The records START

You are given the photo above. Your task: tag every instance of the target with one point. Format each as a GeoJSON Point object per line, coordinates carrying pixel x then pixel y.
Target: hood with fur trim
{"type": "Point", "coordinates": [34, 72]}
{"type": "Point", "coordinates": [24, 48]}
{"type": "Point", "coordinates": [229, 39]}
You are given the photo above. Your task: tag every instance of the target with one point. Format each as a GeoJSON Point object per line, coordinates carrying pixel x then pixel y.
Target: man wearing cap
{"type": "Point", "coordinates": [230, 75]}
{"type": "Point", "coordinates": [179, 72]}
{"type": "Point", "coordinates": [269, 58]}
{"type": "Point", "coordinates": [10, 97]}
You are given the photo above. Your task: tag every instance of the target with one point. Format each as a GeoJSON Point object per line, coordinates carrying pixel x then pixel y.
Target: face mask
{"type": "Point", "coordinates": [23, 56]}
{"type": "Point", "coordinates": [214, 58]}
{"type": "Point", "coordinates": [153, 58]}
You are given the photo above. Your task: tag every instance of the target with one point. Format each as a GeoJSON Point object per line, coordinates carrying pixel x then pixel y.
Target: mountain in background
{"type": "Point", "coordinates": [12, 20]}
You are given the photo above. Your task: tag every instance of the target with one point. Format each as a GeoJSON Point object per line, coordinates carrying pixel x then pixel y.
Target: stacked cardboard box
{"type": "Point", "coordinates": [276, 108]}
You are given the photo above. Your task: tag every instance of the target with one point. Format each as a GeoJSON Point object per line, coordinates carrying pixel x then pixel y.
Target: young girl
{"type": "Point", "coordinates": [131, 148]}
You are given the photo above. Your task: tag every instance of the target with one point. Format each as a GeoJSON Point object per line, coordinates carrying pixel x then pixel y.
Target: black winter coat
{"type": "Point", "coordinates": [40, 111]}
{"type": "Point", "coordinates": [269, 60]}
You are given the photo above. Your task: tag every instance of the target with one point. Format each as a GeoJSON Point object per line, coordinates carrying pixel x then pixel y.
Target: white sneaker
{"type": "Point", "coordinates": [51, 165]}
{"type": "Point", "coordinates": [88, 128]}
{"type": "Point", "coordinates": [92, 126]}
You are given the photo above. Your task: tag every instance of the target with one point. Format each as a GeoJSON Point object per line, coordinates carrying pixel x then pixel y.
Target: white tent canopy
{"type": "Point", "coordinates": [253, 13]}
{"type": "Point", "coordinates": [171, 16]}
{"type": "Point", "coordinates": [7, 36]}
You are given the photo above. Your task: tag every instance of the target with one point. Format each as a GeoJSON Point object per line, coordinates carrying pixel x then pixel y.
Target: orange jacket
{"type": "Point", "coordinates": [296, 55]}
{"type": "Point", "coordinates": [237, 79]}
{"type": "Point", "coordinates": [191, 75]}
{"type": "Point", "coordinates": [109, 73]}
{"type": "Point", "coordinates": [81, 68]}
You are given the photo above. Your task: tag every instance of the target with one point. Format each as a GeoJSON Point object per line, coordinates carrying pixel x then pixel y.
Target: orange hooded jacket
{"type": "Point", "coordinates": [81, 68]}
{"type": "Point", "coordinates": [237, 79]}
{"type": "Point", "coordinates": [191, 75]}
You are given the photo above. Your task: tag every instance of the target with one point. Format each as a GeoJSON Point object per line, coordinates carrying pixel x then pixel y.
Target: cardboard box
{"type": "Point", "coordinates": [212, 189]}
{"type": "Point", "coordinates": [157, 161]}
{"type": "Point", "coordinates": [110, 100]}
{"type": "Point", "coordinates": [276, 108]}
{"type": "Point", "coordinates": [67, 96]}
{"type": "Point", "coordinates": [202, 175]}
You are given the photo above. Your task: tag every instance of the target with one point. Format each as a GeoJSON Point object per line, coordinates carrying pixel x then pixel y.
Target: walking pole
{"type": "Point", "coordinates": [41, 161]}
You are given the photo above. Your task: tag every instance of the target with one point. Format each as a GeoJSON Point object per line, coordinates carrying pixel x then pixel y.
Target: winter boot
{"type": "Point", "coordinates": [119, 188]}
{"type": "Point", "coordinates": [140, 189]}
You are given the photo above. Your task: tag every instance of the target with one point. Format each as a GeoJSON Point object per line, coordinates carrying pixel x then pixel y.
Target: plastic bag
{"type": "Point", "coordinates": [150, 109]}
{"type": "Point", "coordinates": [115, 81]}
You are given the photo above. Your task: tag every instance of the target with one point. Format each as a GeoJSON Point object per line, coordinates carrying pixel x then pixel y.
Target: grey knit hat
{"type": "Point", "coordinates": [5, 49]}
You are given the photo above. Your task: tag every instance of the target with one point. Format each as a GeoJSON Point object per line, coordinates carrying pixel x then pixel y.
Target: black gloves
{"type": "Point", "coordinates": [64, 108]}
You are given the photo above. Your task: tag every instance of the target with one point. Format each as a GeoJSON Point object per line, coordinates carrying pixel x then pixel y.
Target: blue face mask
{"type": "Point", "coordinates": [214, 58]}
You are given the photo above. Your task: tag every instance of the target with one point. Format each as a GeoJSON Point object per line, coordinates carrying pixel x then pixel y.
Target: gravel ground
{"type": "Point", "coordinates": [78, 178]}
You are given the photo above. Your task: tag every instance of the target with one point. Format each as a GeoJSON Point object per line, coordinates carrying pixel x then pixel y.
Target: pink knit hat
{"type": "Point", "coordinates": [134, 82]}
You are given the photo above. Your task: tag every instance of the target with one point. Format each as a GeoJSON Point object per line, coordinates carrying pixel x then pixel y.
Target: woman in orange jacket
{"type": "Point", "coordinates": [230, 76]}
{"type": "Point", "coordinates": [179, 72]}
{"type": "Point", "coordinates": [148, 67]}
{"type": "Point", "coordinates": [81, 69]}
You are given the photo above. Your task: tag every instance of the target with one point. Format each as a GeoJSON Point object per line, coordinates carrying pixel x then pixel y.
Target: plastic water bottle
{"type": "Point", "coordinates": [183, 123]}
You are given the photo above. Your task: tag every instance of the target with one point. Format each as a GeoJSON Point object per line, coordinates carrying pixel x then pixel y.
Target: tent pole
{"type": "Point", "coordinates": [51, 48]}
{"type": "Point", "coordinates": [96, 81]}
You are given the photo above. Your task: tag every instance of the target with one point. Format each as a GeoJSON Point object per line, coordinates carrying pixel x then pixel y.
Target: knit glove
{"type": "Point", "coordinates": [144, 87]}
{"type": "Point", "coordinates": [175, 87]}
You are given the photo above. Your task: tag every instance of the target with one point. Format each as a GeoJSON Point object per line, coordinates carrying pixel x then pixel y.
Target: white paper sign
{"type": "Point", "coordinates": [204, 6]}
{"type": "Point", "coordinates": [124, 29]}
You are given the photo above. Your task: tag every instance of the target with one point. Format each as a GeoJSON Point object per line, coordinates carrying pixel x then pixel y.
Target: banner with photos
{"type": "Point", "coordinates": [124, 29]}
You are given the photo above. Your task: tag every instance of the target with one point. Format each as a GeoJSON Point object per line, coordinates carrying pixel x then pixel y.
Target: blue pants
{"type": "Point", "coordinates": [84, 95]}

The records END

▶ [Work to be completed] Each record must be duplicated exactly, with none missing.

▶ [Written response]
You are given the photo above. Your task: tag every instance of the target with one point. Format each as a GeoJSON Point object per line, coordinates carrying pixel x then pixel y.
Target: hood with fur trim
{"type": "Point", "coordinates": [34, 72]}
{"type": "Point", "coordinates": [24, 48]}
{"type": "Point", "coordinates": [229, 39]}
You are given the photo above. Your task: tag every instance of the target with one point. Format each as a GeoJSON Point object per line, coordinates carrying pixel x then pixel y.
Target: man wearing cap
{"type": "Point", "coordinates": [230, 75]}
{"type": "Point", "coordinates": [179, 72]}
{"type": "Point", "coordinates": [269, 58]}
{"type": "Point", "coordinates": [10, 97]}
You are given the photo above. Your task: tag every instance of the target with one point. Format each as a GeoJSON Point object per line, coordinates carrying pixel x then pixel y.
Target: face mask
{"type": "Point", "coordinates": [23, 56]}
{"type": "Point", "coordinates": [214, 58]}
{"type": "Point", "coordinates": [153, 58]}
You are given the photo above. Your task: tag every instance of the target with one point. Format each as a GeoJSON Point object per line, coordinates carrying pixel x then pixel y.
Target: mountain in background
{"type": "Point", "coordinates": [12, 20]}
You are given the photo above. Your task: tag every instance of the target with one point. Format each as a GeoJSON Point object per line, coordinates carrying pixel x then pixel y.
Target: stacked cardboard box
{"type": "Point", "coordinates": [276, 108]}
You are given the photo above. Your task: tag every instance of the target with one point. Format each as a GeoJSON Point object per line, coordinates carrying pixel x then pixel y.
Target: young girl
{"type": "Point", "coordinates": [131, 148]}
You are given the photo above. Your task: tag every instance of the target with one point. Format each as a GeoJSON Point object per line, coordinates carrying pixel x then pixel y.
Target: black winter coat
{"type": "Point", "coordinates": [40, 111]}
{"type": "Point", "coordinates": [269, 60]}
You are given the photo above. Your task: tag every instance of the target with one point. Format each as a GeoJSON Point object per line, coordinates carrying pixel x then pixel y.
Target: white sneaker
{"type": "Point", "coordinates": [51, 165]}
{"type": "Point", "coordinates": [88, 128]}
{"type": "Point", "coordinates": [92, 126]}
You are given the photo above. Your task: tag every instance of the target with one point. Format each as a GeoJSON Point object per line, coordinates carrying pixel x then pixel y.
Target: white tent canopy
{"type": "Point", "coordinates": [253, 13]}
{"type": "Point", "coordinates": [171, 16]}
{"type": "Point", "coordinates": [7, 36]}
You are given the photo above. Your task: tag every instance of the target with one point. Format each as a GeoJSON Point object per line, coordinates carrying pixel x then pixel y.
Target: orange jacket
{"type": "Point", "coordinates": [296, 55]}
{"type": "Point", "coordinates": [237, 79]}
{"type": "Point", "coordinates": [191, 75]}
{"type": "Point", "coordinates": [109, 73]}
{"type": "Point", "coordinates": [81, 68]}
You are given the photo above. Your task: tag every instance of the target with one point. Format each as a GeoJSON Point object per line, coordinates carrying pixel x then pixel y.
Target: orange hooded jacket
{"type": "Point", "coordinates": [81, 68]}
{"type": "Point", "coordinates": [237, 79]}
{"type": "Point", "coordinates": [191, 75]}
You are given the photo above. Your task: tag every instance of the target with one point. Format each as a GeoJSON Point object per line, coordinates carrying pixel x then pixel y.
Target: cardboard box
{"type": "Point", "coordinates": [212, 189]}
{"type": "Point", "coordinates": [157, 161]}
{"type": "Point", "coordinates": [110, 100]}
{"type": "Point", "coordinates": [276, 108]}
{"type": "Point", "coordinates": [67, 96]}
{"type": "Point", "coordinates": [202, 175]}
You are given the photo above. Your task: tag every instance of the target with one point. Format each as a GeoJSON Point object per line, coordinates carrying pixel x then pixel y.
Target: walking pole
{"type": "Point", "coordinates": [41, 161]}
You are given the photo above. Your task: tag every instance of the target with one point. Format each as a GeoJSON Point object per line, coordinates carrying pixel x then pixel y.
Target: winter boot
{"type": "Point", "coordinates": [119, 188]}
{"type": "Point", "coordinates": [140, 189]}
You are given the photo above. Your task: tag every instance of the target with one point. Format each as a GeoJSON Point object per line, coordinates carrying pixel x then pixel y.
Target: plastic bag
{"type": "Point", "coordinates": [150, 109]}
{"type": "Point", "coordinates": [115, 81]}
You are given the photo above. Your task: tag every instance of the target with one point. Format each as a GeoJSON Point object per line, coordinates carrying pixel x then pixel y.
Target: grey knit hat
{"type": "Point", "coordinates": [5, 49]}
You are given the photo above. Your task: tag every instance of the target with one point. Format each as a GeoJSON Point object per line, coordinates carrying pixel x then pixel y.
Target: black gloves
{"type": "Point", "coordinates": [64, 108]}
You are given the photo above. Your task: tag every instance of the target with one point. Format each as a GeoJSON Point object per line, coordinates carrying pixel x then pixel y.
Target: blue face mask
{"type": "Point", "coordinates": [214, 58]}
You are given the photo above. Your task: tag every instance of the target with one point. Format each as a GeoJSON Point object per line, coordinates carrying pixel x then pixel y.
Target: gravel ground
{"type": "Point", "coordinates": [78, 178]}
You are given the photo above. Your task: tag every instance of the target with one point. Format each as a GeoJSON Point object per line, coordinates carrying pixel x then pixel y.
Target: pink knit hat
{"type": "Point", "coordinates": [134, 82]}
You are given the photo above. Your task: tag every instance of the target with one point. Format each as a GeoJSON Point object per line, coordinates carrying pixel x then pixel y.
Target: woman in orange jacket
{"type": "Point", "coordinates": [230, 76]}
{"type": "Point", "coordinates": [179, 72]}
{"type": "Point", "coordinates": [148, 67]}
{"type": "Point", "coordinates": [81, 69]}
You are given the photo above. Your task: tag every instance of the target with one point. Format each as a GeoJSON Point object per line, coordinates carrying pixel x then pixel y.
Target: plastic water bottle
{"type": "Point", "coordinates": [183, 123]}
You are given the photo above. Your task: tag every instance of the target with one point. Format each as a GeoJSON Point object per line, coordinates carrying pixel x then pixel y.
Target: tent pole
{"type": "Point", "coordinates": [51, 48]}
{"type": "Point", "coordinates": [96, 81]}
You are given the photo above. Your task: tag every instance of the target with one point. Format each as a GeoJSON Point object per line, coordinates carrying pixel x then pixel y.
Target: knit glove
{"type": "Point", "coordinates": [144, 87]}
{"type": "Point", "coordinates": [175, 87]}
You are given the photo above. Your task: tag every instance of the target with one point. Format each as a GeoJSON Point object per line, coordinates carrying pixel x then pixel y.
Target: white paper sign
{"type": "Point", "coordinates": [204, 6]}
{"type": "Point", "coordinates": [124, 29]}
You are given the photo above. Your task: tag every instance of the target with one point. Format each as a GeoJSON Point object per line, coordinates carrying pixel x then pixel y.
Target: banner with photos
{"type": "Point", "coordinates": [124, 29]}
You are given the photo above. Your task: tag every instance of the target with one point. Format each as a GeoJSON Point object per line, coordinates carrying pixel x then pixel y.
Target: blue pants
{"type": "Point", "coordinates": [84, 95]}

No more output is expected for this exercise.